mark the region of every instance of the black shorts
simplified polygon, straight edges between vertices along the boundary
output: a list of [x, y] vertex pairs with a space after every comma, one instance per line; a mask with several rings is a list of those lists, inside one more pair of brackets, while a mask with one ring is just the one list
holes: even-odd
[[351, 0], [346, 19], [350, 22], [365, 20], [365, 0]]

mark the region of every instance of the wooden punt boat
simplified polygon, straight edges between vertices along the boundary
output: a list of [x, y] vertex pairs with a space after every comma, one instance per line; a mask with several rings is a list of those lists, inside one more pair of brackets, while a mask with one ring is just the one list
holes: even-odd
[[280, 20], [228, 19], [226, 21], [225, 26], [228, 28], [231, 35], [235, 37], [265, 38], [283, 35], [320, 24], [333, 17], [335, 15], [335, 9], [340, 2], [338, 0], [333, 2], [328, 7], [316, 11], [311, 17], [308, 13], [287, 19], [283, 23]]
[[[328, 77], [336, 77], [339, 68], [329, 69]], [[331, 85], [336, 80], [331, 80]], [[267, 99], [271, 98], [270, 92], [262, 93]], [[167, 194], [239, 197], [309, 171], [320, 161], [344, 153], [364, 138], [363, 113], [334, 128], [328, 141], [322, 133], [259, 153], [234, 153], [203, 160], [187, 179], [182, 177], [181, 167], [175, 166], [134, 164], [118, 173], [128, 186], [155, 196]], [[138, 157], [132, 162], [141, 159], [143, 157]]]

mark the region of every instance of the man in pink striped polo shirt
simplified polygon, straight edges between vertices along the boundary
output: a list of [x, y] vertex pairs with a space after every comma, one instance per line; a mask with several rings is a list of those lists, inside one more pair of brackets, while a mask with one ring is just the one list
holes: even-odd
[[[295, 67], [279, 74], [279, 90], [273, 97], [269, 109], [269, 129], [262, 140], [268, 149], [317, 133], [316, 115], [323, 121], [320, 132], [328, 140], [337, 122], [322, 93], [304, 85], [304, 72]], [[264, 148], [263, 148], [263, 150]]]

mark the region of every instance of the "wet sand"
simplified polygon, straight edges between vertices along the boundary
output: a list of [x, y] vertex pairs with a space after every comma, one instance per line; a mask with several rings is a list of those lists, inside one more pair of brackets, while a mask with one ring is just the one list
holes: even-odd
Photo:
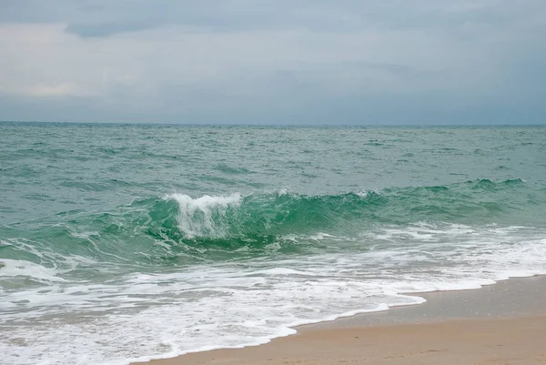
[[300, 327], [261, 346], [149, 364], [546, 364], [546, 277], [420, 296], [428, 302]]

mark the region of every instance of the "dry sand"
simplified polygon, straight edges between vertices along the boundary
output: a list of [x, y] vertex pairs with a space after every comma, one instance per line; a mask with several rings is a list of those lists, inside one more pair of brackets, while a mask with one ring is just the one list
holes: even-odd
[[150, 365], [546, 364], [546, 278], [424, 295], [421, 306], [299, 328], [295, 336]]

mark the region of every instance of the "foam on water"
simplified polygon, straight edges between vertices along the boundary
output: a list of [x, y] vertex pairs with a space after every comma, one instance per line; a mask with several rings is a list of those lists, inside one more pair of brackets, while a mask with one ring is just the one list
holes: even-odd
[[241, 195], [238, 193], [228, 197], [206, 195], [198, 198], [175, 193], [167, 195], [165, 198], [178, 203], [178, 228], [187, 238], [224, 237], [227, 228], [221, 225], [221, 221], [226, 215], [226, 209], [229, 206], [237, 207], [241, 202]]
[[[181, 200], [203, 210], [238, 202]], [[81, 267], [60, 278], [55, 269], [3, 259], [0, 280], [32, 273], [47, 286], [0, 293], [7, 330], [0, 353], [17, 365], [126, 364], [258, 345], [295, 333], [297, 325], [424, 301], [407, 293], [544, 274], [545, 236], [525, 227], [378, 226], [355, 238], [358, 245], [325, 233], [294, 238], [345, 242], [343, 250], [163, 268], [97, 282], [77, 280]]]

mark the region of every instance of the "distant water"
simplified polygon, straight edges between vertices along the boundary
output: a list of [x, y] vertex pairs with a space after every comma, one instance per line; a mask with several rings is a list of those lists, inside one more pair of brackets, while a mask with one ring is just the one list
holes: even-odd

▶ Exercise: Collect every line of the listing above that contains the string "water", matching case exactly.

▶ Correct result:
mark the region of every instance of the "foam on water"
mark the region of every instance of the "distant water"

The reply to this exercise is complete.